▶ _SOLICITAÇÃO ESCRITA 1_: Transcreva literalmente o trecho do relato da corrida que vai de "Sem saber o" até "massagens, comidas, bebidas...".
▶ _SOLICITAÇÃO ESCRITA 2_: Retome o relato da corrida no Jockey a partir do ponto em que ele para.

▶ _TRECHO SELECIONADO_:
--------------------------------
Hebe, Anna Lúcia e Cláudia, que me deram muito apoio. Valeu, meninas

A prova começava às 7h30. Acordei às 5h. Tomei banho, comi granola com iogurte, preparei-me. E antes de sair lembrei de engolir o antidepressivo (no dia anterior eu tinha esquecido). Estava pronta!
Saí com a manhã nascendo bonitinha. Havia nuvens encobrindo a serra da Cantareira. Tive até frio porque estava vestida para correr: short e a camiseta da prova. Não quis levar blusa. Eu tinha certeza que ia sair quente do Jockey.

A camiseta da prova também ficou bem legal. Bonita

Cheguei no local sentindo-me uma criança perdida. Desci na rua do Jockey vendo muitas mulheres andando em grupos, rindo, contando histórias muito animadas. Havia gente usando a mesma camiseta que eu. Havia moças com camisetas de assessorias especializadas, formando um time. Havia outras camisetas de corridas passadas. Quando adentrei o Jockey, fiquei espantada com a movimentação. Barracas de equipes (das consultorias de corridas), de instituições e de empresas, como Gatorade, Pão de Açúcar e Cia Athlética. Isso era na entrada.

Não eram ainda sete horas da manhã, mas o pessoal chegava animado e com disposição

Sem saber o que fazer, fui para um cantinho, totalmente tímida, observar o que faziam as outras mulheres. Tinha lido que era preciso colocar a pulseira, o peitoral na camiseta (com os alfinetes que estavam no envelope), e a fita com o chip que registraria nossa performance. Novata, eu tinha mais de estudar as pessoas para não fazer feio.
Depois, fui em direção à pista do Jockey. Lá havia mais espaços produzidos, mas estes eram bem maiores. Os patrocinadores tinham uma bela área para expor seus produtos: a Honda oferecia uma câmera tipo lambe-lambe moderno, a Nike trazia uma verdadeira loja para as pessoas se abastecerem de novidades (eu adorei uma jaqueta para chuva... mmmmmmmmmmmuito bonita e gostosa de tocar; mas não poderei pagar mais de R$ 200 por ela). A Avon fazia a alegria da mulherada, com serviços como manicure, spa e loja. Outros espaços ofereciam massagens, comidas, bebidas...
--------------------------------
▶ _DADOS BRUTOS_:
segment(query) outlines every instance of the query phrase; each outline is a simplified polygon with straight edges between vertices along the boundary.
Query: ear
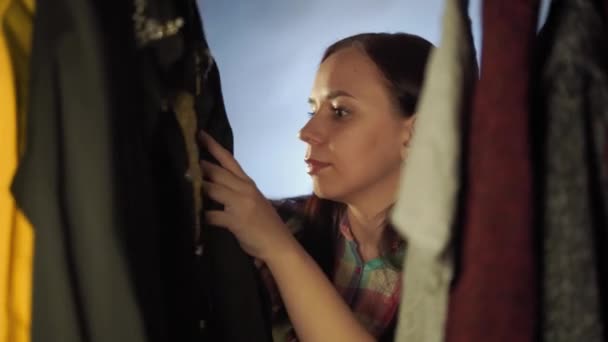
--------------------------------
▶ _RESPOSTA ESCRITA 1_:
Sem saber o que fazer, fui para um cantinho, totalmente tímida, observar o que faziam as outras mulheres. Tinha lido que era preciso colocar a pulseira, o peitoral na camiseta (com os alfinetes que estavam no envelope), e a fita com o chip que registraria nossa performance. Novata, eu tinha mais de estudar as pessoas para não fazer feio.
Depois, fui em direção à pista do Jockey. Lá havia mais espaços produzidos, mas estes eram bem maiores. Os patrocinadores tinham uma bela área para expor seus produtos: a Honda oferecia uma câmera tipo lambe-lambe moderno, a Nike trazia uma verdadeira loja para as pessoas se abastecerem de novidades (eu adorei uma jaqueta para chuva... mmmmmmmmmmmuito bonita e gostosa de tocar; mas não poderei pagar mais de R$ 200 por ela). A Avon fazia a alegria da mulherada, com serviços como manicure, spa e loja. Outros espaços ofereciam massagens, comidas, bebidas...

▶ _RESPOSTA ESCRITA 2_:
Curti o lema da Nike na loja montada no Jockey para a corrida

Eu comi uma banana. Foi o que fiz. Namorei sim a jaqueta que citei, mas fiquei por isso mesmo. Depois, guardei minha mochila e me toquei que não tinha um acessório apropriado para levar meu celular. Resolvi tirar o penduricalho onde levo meu tocador de mp3 e coloquei ali o celular. Queria registrar via RunKeeper minha performance na primeira prova da minha vida. Isso porque eu estava com o Nike Plus bem a postos.
Minha cabeça estava absorvendo muita coisa. Todo mundo está sempre no pique. Namorados e maridos e filhos se juntam à plateia. Os consultores, preparadores y "que sé yo" ficam por ali, ajudando, estimulando, cobrando.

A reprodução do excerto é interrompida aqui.